Governor Charles D. Baker Jr. signed an executive order on Friday, July 24 that will require people traveling to Massachusetts from out-of-state to take additional precautions upon arrival or risk a daily fine starting on August 1.
The order, which is mandatory, states that anyone over the age of 18 who is not traveling from a low-risk state in terms of COVID-19 has to complete a form upon arrival in addition to following the quarantine advisory. The order also applies to unaccompanied minors.
Massachusetts residents returning from states that are not considered to be low-risk are also required to follow the new mandate.
Gov. Baker identified the current low-risk states as New York, New Jersey, Connecticut, Maine, Rhode Island, Vermont, New Hampshire, and Hawaii.
Failure to comply to the mandate may result in a $500 fine per day at the discretion of local boards of health. Travelers will be informed of the mandate by lodging businesses and Airbnbs upon booking as well as through airlines and bus companies.
Visitors are still expected to quarantine for 14 days unless they are coming from a low-risk state, can produce proof of testing negative for COVID-19 no longer than 72-hours before arriving in the state, are passing through the state, are military personnel, are commuting to work or school, or are patients seeking medical care.
Anyone tested before arriving in the state who has not yet received their result is asked to quarantine until a negative result is obtained. Children ten years and younger traveling with an adult are not required to be tested.
In addition to travelers from low-risk state, several other exemptions apply including transitory travelers passing through the state, people who commute in and out of the state for work or school on at least a weekly basis (not for leisure), patients seeking medical treatment, military personnel, and people who work providing critical infrastructure services.
Complete information for people traveling to and from the state can be found at www.mass.gov/matraveler.

DATASET EXCERPTS –
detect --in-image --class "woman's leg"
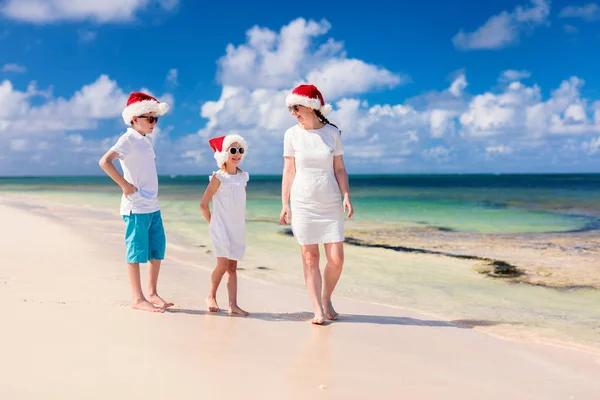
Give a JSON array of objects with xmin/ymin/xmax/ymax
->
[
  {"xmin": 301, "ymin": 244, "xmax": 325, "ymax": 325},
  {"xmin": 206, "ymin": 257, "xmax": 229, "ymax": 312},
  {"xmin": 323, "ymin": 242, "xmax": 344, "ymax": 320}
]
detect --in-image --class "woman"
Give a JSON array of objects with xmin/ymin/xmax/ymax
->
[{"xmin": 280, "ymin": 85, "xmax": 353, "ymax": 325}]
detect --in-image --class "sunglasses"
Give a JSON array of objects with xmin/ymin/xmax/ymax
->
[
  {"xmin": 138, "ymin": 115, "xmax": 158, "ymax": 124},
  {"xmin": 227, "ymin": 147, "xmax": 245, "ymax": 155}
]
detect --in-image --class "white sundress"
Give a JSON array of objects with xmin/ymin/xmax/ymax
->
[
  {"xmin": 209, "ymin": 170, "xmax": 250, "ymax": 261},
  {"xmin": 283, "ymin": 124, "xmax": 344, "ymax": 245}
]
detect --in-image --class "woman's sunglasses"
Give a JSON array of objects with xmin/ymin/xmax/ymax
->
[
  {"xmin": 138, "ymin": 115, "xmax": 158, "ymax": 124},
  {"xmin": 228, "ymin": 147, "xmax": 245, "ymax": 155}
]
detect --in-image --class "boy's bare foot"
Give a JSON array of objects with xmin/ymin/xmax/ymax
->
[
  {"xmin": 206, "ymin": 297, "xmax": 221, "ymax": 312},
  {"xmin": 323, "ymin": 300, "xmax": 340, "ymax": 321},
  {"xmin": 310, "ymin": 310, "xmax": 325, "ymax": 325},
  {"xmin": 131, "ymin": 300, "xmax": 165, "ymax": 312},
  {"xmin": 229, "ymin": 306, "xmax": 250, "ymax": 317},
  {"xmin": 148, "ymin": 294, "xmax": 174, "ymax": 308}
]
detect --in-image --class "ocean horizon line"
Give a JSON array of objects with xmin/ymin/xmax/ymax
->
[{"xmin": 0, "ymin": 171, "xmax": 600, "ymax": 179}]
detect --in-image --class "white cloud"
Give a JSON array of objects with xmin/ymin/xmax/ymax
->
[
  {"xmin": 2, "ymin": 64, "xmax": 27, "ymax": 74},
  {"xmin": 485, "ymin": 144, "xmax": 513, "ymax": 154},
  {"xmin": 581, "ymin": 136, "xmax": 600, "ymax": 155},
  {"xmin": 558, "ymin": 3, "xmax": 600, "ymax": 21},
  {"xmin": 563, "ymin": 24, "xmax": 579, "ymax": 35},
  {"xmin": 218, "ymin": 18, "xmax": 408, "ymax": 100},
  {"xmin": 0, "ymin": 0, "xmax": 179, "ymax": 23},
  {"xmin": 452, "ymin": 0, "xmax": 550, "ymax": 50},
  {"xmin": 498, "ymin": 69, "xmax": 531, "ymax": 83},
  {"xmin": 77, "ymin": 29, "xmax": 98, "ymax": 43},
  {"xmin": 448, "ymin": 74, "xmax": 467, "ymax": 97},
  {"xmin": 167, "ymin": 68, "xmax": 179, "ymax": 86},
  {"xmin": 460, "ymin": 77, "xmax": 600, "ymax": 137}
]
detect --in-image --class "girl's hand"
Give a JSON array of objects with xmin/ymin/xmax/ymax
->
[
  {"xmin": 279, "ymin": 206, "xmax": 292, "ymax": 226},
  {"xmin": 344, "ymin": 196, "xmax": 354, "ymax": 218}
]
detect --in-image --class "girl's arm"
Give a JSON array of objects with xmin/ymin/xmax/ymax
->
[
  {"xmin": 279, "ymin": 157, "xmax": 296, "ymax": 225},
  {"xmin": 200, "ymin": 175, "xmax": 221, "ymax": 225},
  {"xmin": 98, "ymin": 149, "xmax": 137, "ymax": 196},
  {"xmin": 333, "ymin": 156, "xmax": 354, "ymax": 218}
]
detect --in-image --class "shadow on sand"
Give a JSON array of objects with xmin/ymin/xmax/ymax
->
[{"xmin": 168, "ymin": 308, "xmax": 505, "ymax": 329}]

YOUR GOAL –
Reproduce the entire article on the Massachusetts travel order verbatim. Rely only on the article about the Massachusetts travel order.

FINISHED TASK –
Governor Charles D. Baker Jr. signed an executive order on Friday, July 24 that will require people traveling to Massachusetts from out-of-state to take additional precautions upon arrival or risk a daily fine starting on August 1.
The order, which is mandatory, states that anyone over the age of 18 who is not traveling from a low-risk state in terms of COVID-19 has to complete a form upon arrival in addition to following the quarantine advisory. The order also applies to unaccompanied minors.
Massachusetts residents returning from states that are not considered to be low-risk are also required to follow the new mandate.
Gov. Baker identified the current low-risk states as New York, New Jersey, Connecticut, Maine, Rhode Island, Vermont, New Hampshire, and Hawaii.
Failure to comply to the mandate may result in a $500 fine per day at the discretion of local boards of health. Travelers will be informed of the mandate by lodging businesses and Airbnbs upon booking as well as through airlines and bus companies.
Visitors are still expected to quarantine for 14 days unless they are coming from a low-risk state, can produce proof of testing negative for COVID-19 no longer than 72-hours before arriving in the state, are passing through the state, are military personnel, are commuting to work or school, or are patients seeking medical care.
Anyone tested before arriving in the state who has not yet received their result is asked to quarantine until a negative result is obtained. Children ten years and younger traveling with an adult are not required to be tested.
In addition to travelers from low-risk state, several other exemptions apply including transitory travelers passing through the state, people who commute in and out of the state for work or school on at least a weekly basis (not for leisure), patients seeking medical treatment, military personnel, and people who work providing critical infrastructure services.
Complete information for people traveling to and from the state can be found at www.mass.gov/matraveler.